**ТЕКСТ СТРАНИЦЫ**
--------------------

Из Книги Сто Тридцать Четвертой
В этом году Цезарь праздновал с великою пышностью столетние игры, которые обыкновенно совершались на сотый год (которым кончается век). Cеnsor dе Diе Nat. cap. 17.
Из неизвестных книг
Человек скорее очень умный, чем добрый (Sеnеca dе tranquillitatе I. 16). По истине удивляюсь, что Т. Ливий, знаменитейший писатель, одну из книг своей Истории, веденной им от построения города, начинает так: довольно уж он стяжал славы и мог бы остановиться, но беспокойный ум не дает ему покою. (Plin. в предисловии к Hist. Nat. lib. I).
Т. Ливий и Корнелий Непот утверждают, что ширина Гадитанского пролива в самом узком месте семь тысяч, а в самом широком десять тысяч шагов. (Plin. в предисловии Hist. Nat. lib. III.)
Complеtis consulibus (полным консулам?) Sеrv. ad Virg. Gеorg. III. 1.
В Ливие читаем мы слова одного полководца перебежчику, которого изъявление верности он приникал: «чей бы ты ни был, будешь ты наш». (Sеrv. ad Virg. Aеn. II. 148).
Меня мать родила повелевать, а не сражаться. Так говорит Сципион у Ливия, как упоминает Вильгельм Мальмесбургский, Rеr. Angl, lib. II. cap. 162.
Скажи мне, когда мы читаем не раз в Римской истории, написанной Титом Ливием, что очень часто в этом городе от моровой язвы гибли тысячи людей и не раз случилось, что в те воинственные времена едва оставалось столько жителей, чтобы возможно было набрать войско, то в означенное время вовсе не молились в Феврале твоему богу? Или поклонение ему в этом случае не приносило никакой пользы? Или в это время не праздновались Луперкалии? Не скажешь ты, что в то время этих священнодействий не было, когда мы знаем, что они еще до Ромула принесены в Италию Евандром. А по какому случаю установлены Луперкалии (на сколько важно истолкование самих суеверий) Ливий говорит во второй декаде, утверждая, что они введены не против распространения заразительных болезней, а по случаю происшедшего в то время бесплодия женщин. (Из послания Папы Гелассия против Андромаха в Барония Annal. Ecclеs. к 496 году, num. 36.)

--------------------

**ЧТО СДЕЛАТЬ**
1. Сколько шагов, по словам Ливия и Корнелия Непота, составляет ширина Гадитанского пролива в самом узком месте, если верить отрывкам из Ливия?
2. Объясните по отрывкам из Ливия, почему, как говорит Ливий, были введены Луперкалии.

--------------------

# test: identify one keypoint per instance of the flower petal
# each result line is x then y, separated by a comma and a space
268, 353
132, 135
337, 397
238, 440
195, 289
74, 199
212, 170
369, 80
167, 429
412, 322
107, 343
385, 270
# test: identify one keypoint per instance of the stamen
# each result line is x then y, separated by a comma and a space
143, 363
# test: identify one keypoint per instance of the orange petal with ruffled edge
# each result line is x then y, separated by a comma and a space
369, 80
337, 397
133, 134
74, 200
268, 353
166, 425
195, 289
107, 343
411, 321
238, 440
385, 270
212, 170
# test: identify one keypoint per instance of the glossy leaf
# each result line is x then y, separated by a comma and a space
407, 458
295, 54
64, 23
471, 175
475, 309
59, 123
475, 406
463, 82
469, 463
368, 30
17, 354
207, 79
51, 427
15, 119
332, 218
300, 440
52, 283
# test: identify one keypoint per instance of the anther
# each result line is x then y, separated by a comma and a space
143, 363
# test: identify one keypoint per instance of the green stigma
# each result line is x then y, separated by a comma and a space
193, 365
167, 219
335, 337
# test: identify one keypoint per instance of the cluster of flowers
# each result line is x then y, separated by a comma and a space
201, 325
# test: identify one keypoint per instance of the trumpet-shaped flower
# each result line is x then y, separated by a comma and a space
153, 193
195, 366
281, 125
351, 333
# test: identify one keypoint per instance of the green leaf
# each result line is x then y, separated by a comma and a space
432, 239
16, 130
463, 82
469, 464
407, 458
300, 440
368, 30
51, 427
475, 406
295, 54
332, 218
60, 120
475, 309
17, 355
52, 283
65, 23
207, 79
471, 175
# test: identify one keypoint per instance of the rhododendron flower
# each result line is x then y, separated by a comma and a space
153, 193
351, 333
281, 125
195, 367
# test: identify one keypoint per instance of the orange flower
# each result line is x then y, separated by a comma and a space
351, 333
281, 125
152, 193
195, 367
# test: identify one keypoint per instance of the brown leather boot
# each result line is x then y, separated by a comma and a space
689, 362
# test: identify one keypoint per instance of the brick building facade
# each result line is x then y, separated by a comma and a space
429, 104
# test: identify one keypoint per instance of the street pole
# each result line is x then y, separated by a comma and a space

--------------------

**ОТВЕТЫ К ЗАДАНИЯМ**
1. Семь тысяч шагов.

2. Во второй декаде Ливий утверждает, что Луперкалии ввели не против распространения заразительных болезней. Их ввели из-за бесплодия женщин, случившегося в то время.